Rafael García Rico, LA ESTRELLA DIGITAL, 25/7/2011
Hoy tengo más miedo que nunca porque tengo la impresión de que quienes nos rodean en un día cualquiera, con quienes compartimos el pan de la política y la cultura y el vino de la sociedad y las instituciones, engendran con frialdad pasmosa, atrevimiento incomprensible y una terrible ignorancia el fanatismo de la secta y el odio que sirve de lema a todo lo que gusta distinguirse del resto con aires de superioridad.
Fabricar odio es una tarea sencilla: basta con aplicar dosis de miedo y de culpa en proporciones similares. Los complejos nos irritan y nos vuelven irascibles frente a los demás. Nos asusta la ironía que no comprendemos, y sospechamos de los que nos rodean cuando no se ajustan al perfil moral de nuestros principios. Da igual el lugar, el color, el tamaño, la dimensión o el estado de la cuestión. Basta con agitar suavemente los ingredientes y esperar a que alguien, o algo, suficientemente racional, tenga la capacidad para aplicar la fórmula con eficacia.

==*==

Objetivo: Cita literalmente el pasaje del fragmento sobre el odio que va desde "Fabricar odio es" hasta "fórmula con eficacia.". Para responder, básate solo en el fragmento dado.

==*==

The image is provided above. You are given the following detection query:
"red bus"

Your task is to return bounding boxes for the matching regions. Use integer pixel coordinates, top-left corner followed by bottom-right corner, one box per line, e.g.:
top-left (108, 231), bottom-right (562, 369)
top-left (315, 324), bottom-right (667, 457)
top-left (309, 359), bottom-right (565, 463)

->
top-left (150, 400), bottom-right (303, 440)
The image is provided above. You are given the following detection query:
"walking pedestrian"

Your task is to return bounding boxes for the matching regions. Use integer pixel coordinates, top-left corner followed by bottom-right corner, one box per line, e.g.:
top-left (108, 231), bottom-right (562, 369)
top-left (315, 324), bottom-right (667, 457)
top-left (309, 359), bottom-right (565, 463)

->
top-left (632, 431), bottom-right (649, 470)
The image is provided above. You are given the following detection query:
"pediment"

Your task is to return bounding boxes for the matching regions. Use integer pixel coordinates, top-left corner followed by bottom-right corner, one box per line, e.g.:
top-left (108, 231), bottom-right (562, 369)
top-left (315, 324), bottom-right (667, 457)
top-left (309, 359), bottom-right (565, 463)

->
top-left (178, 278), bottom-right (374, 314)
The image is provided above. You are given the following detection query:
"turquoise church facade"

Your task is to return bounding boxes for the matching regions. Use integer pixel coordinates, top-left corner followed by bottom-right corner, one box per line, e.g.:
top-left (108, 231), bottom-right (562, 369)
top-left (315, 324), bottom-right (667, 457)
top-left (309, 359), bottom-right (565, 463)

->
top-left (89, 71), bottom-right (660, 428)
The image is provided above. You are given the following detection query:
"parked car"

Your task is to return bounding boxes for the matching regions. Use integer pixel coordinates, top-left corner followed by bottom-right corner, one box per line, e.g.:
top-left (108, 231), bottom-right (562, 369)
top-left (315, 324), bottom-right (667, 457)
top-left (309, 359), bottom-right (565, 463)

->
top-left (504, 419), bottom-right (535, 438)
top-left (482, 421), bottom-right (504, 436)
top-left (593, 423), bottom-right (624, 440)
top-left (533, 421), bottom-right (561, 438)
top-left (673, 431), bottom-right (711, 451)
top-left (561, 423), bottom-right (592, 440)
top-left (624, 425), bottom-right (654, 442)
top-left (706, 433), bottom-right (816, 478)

==*==

Solución escrita:
Fabricar odio es una tarea sencilla: basta con aplicar dosis de miedo y de culpa en proporciones similares. Los complejos nos irritan y nos vuelven irascibles frente a los demás. Nos asusta la ironía que no comprendemos, y sospechamos de los que nos rodean cuando no se ajustan al perfil moral de nuestros principios. Da igual el lugar, el color, el tamaño, la dimensión o el estado de la cuestión. Basta con agitar suavemente los ingredientes y esperar a que alguien, o algo, suficientemente racional, tenga la capacidad para aplicar la fórmula con eficacia.